## TEXT SHOWN
───
Why I Built Claude Buddy: Bringing AI-Driven Development to Regulated Banking
In banking, every line of code is a liability.
That’s not hyperbole—it’s the reality I’ve navigated for over fifteen years as an enterprise architect in financial services. Every API endpoint, every database migration, every deployment carries regulatory weight. Auditors want to know who wrote it, why, and whether it was reviewed. The stakes are high: a bug in production isn’t just a bad user experience—it’s potential regulatory action, reputational damage, or worse.
So when AI coding assistants started making waves, I watched from a distance. The promise was intoxicating: 10x productivity, code written in minutes instead of hours. But I had questions that the demos never answered. How do you audit AI-generated code? How do you maintain governance when an AI is making architectural decisions? How do you explain to a regulator that your critical systems were “vibe coded” by a language model?
These weren’t theoretical concerns. They were blockers.
───
Data for pointing at regions
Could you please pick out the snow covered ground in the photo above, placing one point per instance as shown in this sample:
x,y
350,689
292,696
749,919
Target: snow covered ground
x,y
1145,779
───
Reproduce the whole Claude Buddy post verbatim. The material shown after the Claude Buddy post is separate and unrelated to it.

## ANSWER AREA
Why I Built Claude Buddy: Bringing AI-Driven Development to Regulated Banking
In banking, every line of code is a liability.
That’s not hyperbole—it’s the reality I’ve navigated for over fifteen years as an enterprise architect in financial services. Every API endpoint, every database migration, every deployment carries regulatory weight. Auditors want to know who wrote it, why, and whether it was reviewed. The stakes are high: a bug in production isn’t just a bad user experience—it’s potential regulatory action, reputational damage, or worse.
So when AI coding assistants started making waves, I watched from a distance. The promise was intoxicating: 10x productivity, code written in minutes instead of hours. But I had questions that the demos never answered. How do you audit AI-generated code? How do you maintain governance when an AI is making architectural decisions? How do you explain to a regulator that your critical systems were “vibe coded” by a language model?
These weren’t theoretical concerns. They were blockers.